■ **Görev tanımı 1**: Peygamberin görevleri üzerine olan metinde "Buna göre Hz. Peygamber" diye başlayan cümleyi bulun. Bu cümlede Hz. Peygamber'in yapacağı söylenen işlerin tümünü, metindeki sırasıyla ve metnin kendi sözleriyle sıralayın.

Kur’ân, hem Allah Kelamı Kur’ân’ı insanlara ulaştırma görevini peygamberimize vermiş, hem de onu açıklama görevini O’na vermiştir.
Buna göre Hz. Peygamber, hem Allah’ın ayetlerini insanlara tebliğ edecek, onları bildirecek, sürekli okuyacak ve insanların onları ezberleyip öğrenmesini sağlayacak; hem de o ayetleri açıklayacak, izah edecek, onların nasıl anlaşılıp nasıl yaşanacağını onlara gösterecektir. Bu ise O’nun davranışları ve sözleriyle olacaktır. Zira insanlığın yapacağı bir kısım hükümler vardır ki onları Peygamberimizin kendi şahsında yaşaması mümkün değildir. Sözgelimi kadınlarla ilgili hükümleri, O ayet ve hadisleriyle açıklayacaktır. Yine bir kısım günahları işleyenlere, günahsız ağızla O, cevaplar verecek ve onların sorunlarına çözümler getirecektir.

■ **Bir koleksiyondan çıkarılan veriler**:

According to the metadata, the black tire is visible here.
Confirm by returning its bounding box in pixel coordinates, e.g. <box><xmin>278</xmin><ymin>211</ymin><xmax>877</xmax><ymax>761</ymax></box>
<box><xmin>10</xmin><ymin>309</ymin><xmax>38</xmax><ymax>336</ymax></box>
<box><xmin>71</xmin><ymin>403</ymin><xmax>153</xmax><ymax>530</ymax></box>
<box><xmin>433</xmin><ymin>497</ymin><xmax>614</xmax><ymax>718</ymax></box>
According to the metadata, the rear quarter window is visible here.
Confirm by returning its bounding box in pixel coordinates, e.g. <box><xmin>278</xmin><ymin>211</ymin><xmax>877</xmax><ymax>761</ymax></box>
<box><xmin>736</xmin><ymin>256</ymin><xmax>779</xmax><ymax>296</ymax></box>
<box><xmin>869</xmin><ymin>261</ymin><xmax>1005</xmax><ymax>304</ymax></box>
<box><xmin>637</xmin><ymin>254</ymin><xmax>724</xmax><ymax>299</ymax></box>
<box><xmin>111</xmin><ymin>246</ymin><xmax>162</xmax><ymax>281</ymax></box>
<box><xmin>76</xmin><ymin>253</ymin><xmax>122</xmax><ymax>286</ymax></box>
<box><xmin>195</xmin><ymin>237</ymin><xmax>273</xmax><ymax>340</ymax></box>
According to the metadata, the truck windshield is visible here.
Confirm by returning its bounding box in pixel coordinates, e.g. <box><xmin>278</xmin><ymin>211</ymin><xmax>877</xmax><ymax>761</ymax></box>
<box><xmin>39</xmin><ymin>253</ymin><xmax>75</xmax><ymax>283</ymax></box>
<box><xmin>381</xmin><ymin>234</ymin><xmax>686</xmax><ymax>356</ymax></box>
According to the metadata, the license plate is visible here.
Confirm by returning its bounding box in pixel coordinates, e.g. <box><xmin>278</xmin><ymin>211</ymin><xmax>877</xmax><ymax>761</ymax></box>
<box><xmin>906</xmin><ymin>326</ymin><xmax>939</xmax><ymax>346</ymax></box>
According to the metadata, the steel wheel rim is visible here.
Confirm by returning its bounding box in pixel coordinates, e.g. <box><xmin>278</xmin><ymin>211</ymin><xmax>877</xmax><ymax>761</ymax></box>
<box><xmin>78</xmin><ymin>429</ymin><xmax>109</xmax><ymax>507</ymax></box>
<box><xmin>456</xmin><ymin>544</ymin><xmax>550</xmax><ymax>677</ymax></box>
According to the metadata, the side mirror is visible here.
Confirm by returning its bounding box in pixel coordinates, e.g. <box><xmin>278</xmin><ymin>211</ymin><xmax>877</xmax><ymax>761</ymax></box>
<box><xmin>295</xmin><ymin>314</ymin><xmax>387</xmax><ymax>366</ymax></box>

■ **Görev tanımı 2**: Kayıtlarda "According to the metadata, the steel" ifadesini içeren satırdan kayıtların sonuna kadar her şeyi, istekler de dahil olmak üzere yalnızca bu satırları yeniden yazın. Yanıtlardaki sınır kutusu koordinatlarını 2,3 ile çarparak ölçekleyin ve sonuçları tam sayıya yuvarlayın, buçukları yukarı yuvarlayın.

■ **Nihai sonuç 1**:
- Allah'ın ayetlerini insanlara tebliğ edecek
- onları bildirecek
- sürekli okuyacak
- insanların onları ezberleyip öğrenmesini sağlayacak
- o ayetleri açıklayacak
- izah edecek
- onların nasıl anlaşılıp nasıl yaşanacağını onlara gösterecek

■ **Nihai sonuç 2**:
According to the metadata, the steel wheel rim is visible here.
Confirm by returning its bounding box in pixel coordinates, e.g. <box><xmin>278</xmin><ymin>211</ymin><xmax>877</xmax><ymax>761</ymax></box>
<box><xmin>179</xmin><ymin>987</ymin><xmax>251</xmax><ymax>1166</ymax></box>
<box><xmin>1049</xmin><ymin>1251</ymin><xmax>1265</xmax><ymax>1557</ymax></box>
According to the metadata, the side mirror is visible here.
Confirm by returning its bounding box in pixel coordinates, e.g. <box><xmin>278</xmin><ymin>211</ymin><xmax>877</xmax><ymax>761</ymax></box>
<box><xmin>679</xmin><ymin>722</ymin><xmax>890</xmax><ymax>842</ymax></box>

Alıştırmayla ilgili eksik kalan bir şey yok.